■ Source
--- START ---
Due to their nonhomogeneous operations, the Company’s condensed consolidated balance sheet and statement of operations for the three and six months ended June 30, 2024, separately present the operating assets, liabilities, and operations of Immersion’s business from the operating assets, liabilities and operations of Barnes & Noble Education's business.  All of the assets of Barnes & Noble Education, reported on the balance sheet, can be used only to settle obligations of Barnes & Noble Education. None of the liabilities of Barnes & Noble Education have recourse to the general credit of Immersion Corporation.

Use of Estimates

Use of Estimates

The preparation of condensed consolidated financial statements and related disclosures requires management to make estimates and assumptions that affect the reported amounts of the condensed consolidated financial statements. Significant estimates include revenue recognition, fair value of financial instruments, valuation of income taxes including uncertain tax provisions, stock-based compensation and long-term deposits for withholding taxes, the determination of the incremental borrowing rate, valuation of intangible assets, and goodwill and long-lived assets impairment. We base our estimates on historical experience and on various other assumptions that are believed to be reasonable, the results of which form the basis for making judgments about the carrying values of assets and liabilities. The results of operations for the three and six months ended June 30, 2024 are not necessarily indicative of the results to be expected for the full year. Actual results could differ from those estimates.

Reporting Periods and Fiscal Year End

Reporting Periods and Fiscal Year End


Immersion reports our financial results based on a calendar year basis. For interim period reporting, we report our quarterly financial results as of March 31; June 30; September 30 and December 31 in each calendar year.

Barnes & Noble Education's fiscal year is comprised of 52 or 53 weeks, ending on the Saturday closest to the last day of April. The financial information presented in this Quarterly Report on Form 10-Q includes the financial information of Barnes & Noble Education from the period of June 10, 2024 through June 30, 2024. For purposes of these consolidated financial statements, the results of Barnes & Noble Education herein have been aligned to the Company’s reporting periods. References to the “fiscal” year in relation to Barnes & Noble Education are in the context of their respective fiscal year.

Segment Information

Segment Information


Following the closing of the Transaction (as defined below) with Barnes & Noble Education, we operate as two reportable segments, Immersion and Barnes & Noble Education. We identify our segments in the manner in which our Chief Executive Officer, as our chief operating decision maker (“CODM”), allocates resources and assesses financial performance.
--- END ---
Stored data entries
--- START ---
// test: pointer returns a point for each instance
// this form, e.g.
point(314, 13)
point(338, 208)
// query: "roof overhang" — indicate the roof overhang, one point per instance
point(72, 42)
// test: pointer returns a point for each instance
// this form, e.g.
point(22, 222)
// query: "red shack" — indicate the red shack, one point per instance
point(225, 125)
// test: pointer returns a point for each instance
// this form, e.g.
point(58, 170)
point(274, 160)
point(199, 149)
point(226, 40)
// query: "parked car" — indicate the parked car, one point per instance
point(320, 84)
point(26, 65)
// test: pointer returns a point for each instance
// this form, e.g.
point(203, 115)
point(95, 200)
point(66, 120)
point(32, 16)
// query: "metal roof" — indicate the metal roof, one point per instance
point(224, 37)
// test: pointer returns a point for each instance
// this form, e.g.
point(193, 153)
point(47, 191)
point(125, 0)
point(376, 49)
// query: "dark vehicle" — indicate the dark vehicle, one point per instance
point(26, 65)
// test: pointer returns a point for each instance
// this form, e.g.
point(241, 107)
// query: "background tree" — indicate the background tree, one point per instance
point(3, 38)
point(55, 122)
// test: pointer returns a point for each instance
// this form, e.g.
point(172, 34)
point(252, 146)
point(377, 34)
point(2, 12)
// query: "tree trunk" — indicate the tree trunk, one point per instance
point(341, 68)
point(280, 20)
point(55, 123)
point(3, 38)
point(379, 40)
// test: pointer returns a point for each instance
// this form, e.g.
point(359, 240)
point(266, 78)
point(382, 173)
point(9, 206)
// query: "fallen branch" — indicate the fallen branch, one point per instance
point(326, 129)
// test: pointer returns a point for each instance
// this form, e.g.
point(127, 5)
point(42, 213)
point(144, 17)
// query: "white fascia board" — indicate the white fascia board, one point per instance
--- END ---
■ What you need to do
- a) Quote the quarterly report excerpt, starting at the words "Immersion reports our" and ending after the words "each calendar year.".
- b) According to the quarterly report excerpt, what period of Barnes & Noble Education's financial information does the Form 10-Q include?
- c) Continue the quarterly report excerpt from the point where it ends.

■ Task-by-task outputs
- a)
Immersion reports our financial results based on a calendar year basis. For interim period reporting, we report our quarterly financial results as of March 31; June 30; September 30 and December 31 in each calendar year.

- b) June 10, 2024 through June 30, 2024.

- c)
Earnings per Share of the Company

Earnings per Share of the Company


      We present both basic and diluted earnings per share (“EPS”) using the two-class method, which is an earnings allocation formula that determines EPS for common stock and any participating securities according to dividends declared (whether paid or unpaid). Under the two-class method, basic EPS is computed by dividing the income available to Immersion stockholders by the weighted-average number of common stock shares outstanding for the period. Basic EPS includes participating securities, consisting of unvested restricted stock that receive nonforfeitable dividends similar to shares of common stock. Diluted EPS reflects the potential dilution that could occur if securities or other contracts to issue common stock were exercised or converted into common stock, where such exercise or conversion would result in a lower earnings per share amount. 

Business Combinations

Business Combinations

The determination of the fair value of net assets acquired in a business combination requires estimates and judgments of future cash flow expectations for the acquired business and the related identifiable tangible and intangible assets. Fair values of net assets acquired are calculated using expected cash flows and industry-standard valuation techniques. For current assets and current liabilities, book value is generally assumed to approximate fair value. Goodwill is the amount by which consideration paid for an acquired entity exceeds the fair value of its acquired net assets.  Acquisition costs are expensed as incurred and are included within general and administrative expenses in the consolidated statements of operations.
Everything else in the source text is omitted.